* begin Text *

Aleksandra Szczepan (Jagiellonian University)is a co-founder and member of the Research Centre for Memory Cultures at the Jagiellonian University in Kraków and a collaborator of the United States Holocaust Memorial Museum in oral history projects in Poland and Spain. She authored the book “Realista Robbe-Grillet” (2015) on 20th century redefinitions of realism. She has been recipient of scholarships from the Vienna Wiesenthal Institute, the United States Holocaust Memorial Museum, European Holocaust Research Infrastructure and the Polish National Science Centre. Her research interests include Holocaust memory in Polish culture, decoloniality in the perspective of Eastern-Central Europe, oral history and space-based testimonial practices of witnesses to the Shoah.
https://scholar.google.com/citations?hl=pl&user=0Gf9A8IAAAAJ


Katarzyna Zawadzka completed her PhD in Psychology at the University of Southampton and worked as an assistant professor at various UK universities before moving to Poland in 2019. She currently holds a university professorship at the SWPS University, and is a co-founder and co-PI of the Learning and Metacognition Experimental Laboratory. Her research focuses on human memory and metamemory, i.e., people’s appraisal and regulation of their memory processes. She is particularly interested in the role of external factors that shape memory and metamemory – such as information from the physical environment or coming from other people – both at the time of learning and of retrieving previously remembered information.
https://lamelab.org

Application

  • Deadline for application: 16.04.2023.
  • M.A. students and PhD students in their initial stage.
  • Disciplinary backgrounds: History, Memory Studies, Political Science, Anthropology, Sociology, Urban Studies, Geography, Architecture and Urban Planning, Cultural Studies, broader Humanities and Social Sciences.
  • The applicants should provide a one-page CV and a letter of motivation (max. 500 words), that includes information on the applicant’s scholarly background, interests, and career goals.
  •  Please indicate if you have strong preference for Thurs. 27.07.2023 (Seeing the past from the present): memory studies or digital humanities. 
  • Optionally, please send abstract (max. 300 words) of a proposed presentation.
  •  The Summer School is unable to provide computers, therefore students wanting to participate in the Group 2 (“Digital insights into memory landscapes”) need to bring their own laptops with the QGIS software (open access) installed. 
  • Application should be submitted as one PDF file until 16.04.2023 to the e-mail-address: Summerschool2023(at)leibniz-irs.de

Participation

  • Fees: 75,00€ which covers accommodation (in Berlin), and board (breakfasts and lunches at the IRS). Cost of travel and dinners is not covered.
  • There is a limited number of bursaries available to candidates: a limited number of students will be invited to participate free of charge with a refund for the travel expenses (max. 250,00€). Please mention in the motivation letter why you would need such a support.

* end Text *

## Your task
Please state the maximum length the summer school text sets for the letter of motivation.

* begin Collected data *

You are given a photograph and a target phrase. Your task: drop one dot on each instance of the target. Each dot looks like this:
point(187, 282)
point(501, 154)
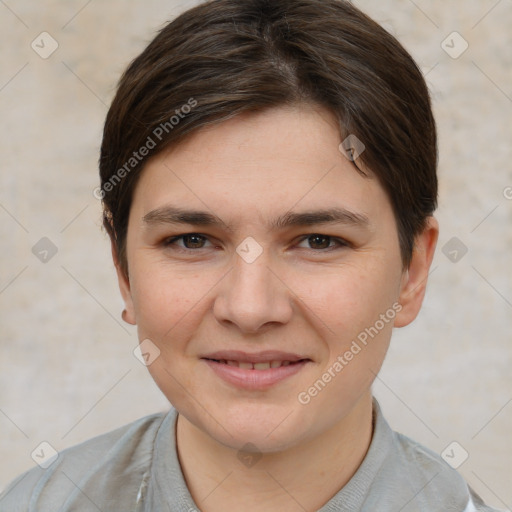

* end Collected data *

## Exercise result
500 words.